*Challenge*.
Repeat each line exactly as it is written.

(Records from a dataset)
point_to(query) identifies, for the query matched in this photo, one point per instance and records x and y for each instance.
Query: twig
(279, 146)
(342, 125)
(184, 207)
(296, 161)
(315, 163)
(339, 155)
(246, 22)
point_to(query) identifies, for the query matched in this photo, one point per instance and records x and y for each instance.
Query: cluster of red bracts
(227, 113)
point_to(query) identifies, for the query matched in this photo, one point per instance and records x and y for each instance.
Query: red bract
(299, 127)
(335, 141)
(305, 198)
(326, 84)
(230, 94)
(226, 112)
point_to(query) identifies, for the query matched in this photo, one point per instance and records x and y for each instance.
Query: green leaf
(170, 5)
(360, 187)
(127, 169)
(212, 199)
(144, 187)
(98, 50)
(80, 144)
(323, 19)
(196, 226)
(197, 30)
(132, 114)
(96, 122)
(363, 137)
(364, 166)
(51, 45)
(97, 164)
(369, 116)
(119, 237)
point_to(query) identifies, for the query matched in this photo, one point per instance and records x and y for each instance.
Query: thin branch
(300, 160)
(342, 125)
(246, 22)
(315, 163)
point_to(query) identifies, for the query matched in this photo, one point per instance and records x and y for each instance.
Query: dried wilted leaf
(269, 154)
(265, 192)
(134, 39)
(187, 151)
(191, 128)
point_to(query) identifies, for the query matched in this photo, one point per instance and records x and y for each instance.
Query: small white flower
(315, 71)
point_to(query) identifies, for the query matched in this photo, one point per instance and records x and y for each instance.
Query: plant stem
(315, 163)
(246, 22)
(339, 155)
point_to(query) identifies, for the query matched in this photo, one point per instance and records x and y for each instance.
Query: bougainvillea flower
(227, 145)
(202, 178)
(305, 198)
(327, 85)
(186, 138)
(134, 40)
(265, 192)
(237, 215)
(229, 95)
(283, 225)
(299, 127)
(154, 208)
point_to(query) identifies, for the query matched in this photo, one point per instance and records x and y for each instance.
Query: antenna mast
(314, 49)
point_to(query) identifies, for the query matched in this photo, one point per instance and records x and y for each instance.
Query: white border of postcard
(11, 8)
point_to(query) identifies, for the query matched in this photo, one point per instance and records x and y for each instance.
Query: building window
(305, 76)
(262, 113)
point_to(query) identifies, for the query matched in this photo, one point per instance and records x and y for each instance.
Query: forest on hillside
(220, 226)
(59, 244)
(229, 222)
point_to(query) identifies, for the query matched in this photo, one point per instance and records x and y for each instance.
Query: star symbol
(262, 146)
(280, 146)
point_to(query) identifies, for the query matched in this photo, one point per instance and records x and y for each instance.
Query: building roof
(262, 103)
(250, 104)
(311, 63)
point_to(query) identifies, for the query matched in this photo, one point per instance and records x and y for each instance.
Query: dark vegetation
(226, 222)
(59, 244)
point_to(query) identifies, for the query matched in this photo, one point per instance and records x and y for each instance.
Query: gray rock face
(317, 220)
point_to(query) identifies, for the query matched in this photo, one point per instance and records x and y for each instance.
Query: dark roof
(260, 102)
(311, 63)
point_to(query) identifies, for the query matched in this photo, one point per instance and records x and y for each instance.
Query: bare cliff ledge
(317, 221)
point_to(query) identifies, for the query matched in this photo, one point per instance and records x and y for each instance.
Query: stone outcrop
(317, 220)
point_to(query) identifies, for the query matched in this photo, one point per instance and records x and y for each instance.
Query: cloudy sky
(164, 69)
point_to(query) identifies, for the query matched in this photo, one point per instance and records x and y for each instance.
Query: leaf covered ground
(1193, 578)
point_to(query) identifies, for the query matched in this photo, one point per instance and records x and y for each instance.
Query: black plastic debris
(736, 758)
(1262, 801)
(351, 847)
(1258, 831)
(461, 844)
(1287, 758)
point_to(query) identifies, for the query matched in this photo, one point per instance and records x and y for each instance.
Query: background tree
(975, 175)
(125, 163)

*The response*.
point_to(query) identifies, for the query matched in this photo, one point per instance and records x and y for each instance.
Query: twig
(279, 146)
(342, 125)
(184, 207)
(296, 161)
(315, 163)
(339, 155)
(246, 22)
point_to(query) identifies, for the query matched in this photo, one point per instance and records x and y for each instance.
Query: cluster of red bracts
(227, 113)
point_to(query) identifies, for the query matched in this photo, one point per instance and records x and y for each instance.
Query: red bract
(299, 127)
(335, 141)
(305, 198)
(326, 84)
(230, 94)
(226, 112)
point_to(query) identifies, for the query matched in this photo, one point per instance and records x and y for each instance.
Query: green leaf
(170, 5)
(360, 187)
(127, 169)
(212, 199)
(144, 187)
(98, 50)
(80, 144)
(323, 19)
(196, 226)
(197, 30)
(132, 114)
(96, 122)
(363, 137)
(364, 166)
(51, 45)
(97, 164)
(369, 116)
(119, 237)
point_to(query) identifies, for the query matched in this photo, one point per instance and records x and y for each instance.
Query: thin branch
(300, 160)
(342, 125)
(246, 22)
(315, 163)
point_to(query) identifies, for the query matched in this photo, one point per instance and records x and y for each instance.
Query: dried wilted leaf
(269, 154)
(265, 192)
(134, 39)
(187, 151)
(191, 128)
point_to(query) identifies, for the query matched in this photo, one point per instance and records x and y for each instance.
Query: small white flower
(315, 71)
point_to(query) identifies, for the query matched in this photo, one point per instance and records x and y for each instance.
Query: plant stem
(315, 163)
(246, 22)
(339, 155)
point_to(query) identifies, for the query matched in this photo, one point per instance and records x and y for each instance.
Query: bougainvillea flower
(227, 145)
(202, 178)
(305, 198)
(327, 85)
(186, 138)
(134, 40)
(265, 192)
(237, 215)
(229, 95)
(283, 225)
(299, 127)
(154, 208)
point_to(query) identifies, for the query matched in this photo, one point per instance and records x and y for each instance.
Query: antenna mast
(314, 49)
point_to(query) identifies, for the query matched in this photo, one point per instance and records x and y for each instance.
Query: white border of postcard
(11, 8)
point_to(query) identifies, for the query matched in this photo, one point per instance and records x and y for each instance.
Query: building window
(305, 76)
(262, 113)
point_to(query) identifies, for the query matched in this photo, one point per instance and records x and y for each instance.
Query: forest on hillside
(220, 226)
(59, 244)
(229, 222)
point_to(query) identifies, for the query matched in this photo, one point per instance and records x and y for each instance.
Query: star symbol
(262, 146)
(280, 146)
point_to(query) identifies, for the query matched in this photo, one point per instance and records x and y for each instance.
Query: building roof
(262, 103)
(250, 104)
(311, 63)
point_to(query) identifies, for the query matched in this photo, one point per instance and records x and y for each instance.
Query: dark vegetation
(226, 222)
(59, 244)
point_to(query) identifies, for the query matched in this photo, one point per instance and records x and y for each instance.
Query: gray rock face
(317, 220)
point_to(query) identifies, for the query matched in this photo, one point per instance and records x and y for each instance.
Query: dark roof
(260, 102)
(311, 63)
point_to(query) identifies, for the query matched in this photo, one point per instance and records x and y for each instance.
Query: bare cliff ledge
(317, 221)
point_to(query) identifies, for the query matched in this photo, one point per instance and records x and y for each instance.
Query: stone outcrop
(317, 220)
point_to(query) identifies, for the query matched in this photo, one point per instance and records x and y for each instance.
Query: cloudy sky
(164, 69)
point_to(query) identifies, for the query matched in this photo, one point per instance and records x and y for each instance.
Query: leaf covered ground
(1193, 578)
point_to(query) identifies, for the query matched in this photo, one point per instance and records x and y for each instance.
Query: black plastic debris
(736, 758)
(1262, 801)
(351, 847)
(1258, 831)
(461, 844)
(1287, 758)
point_to(query) identifies, for the query matched in this photo, one point per instance and records x and y for each instance.
Query: background tree
(975, 175)
(125, 163)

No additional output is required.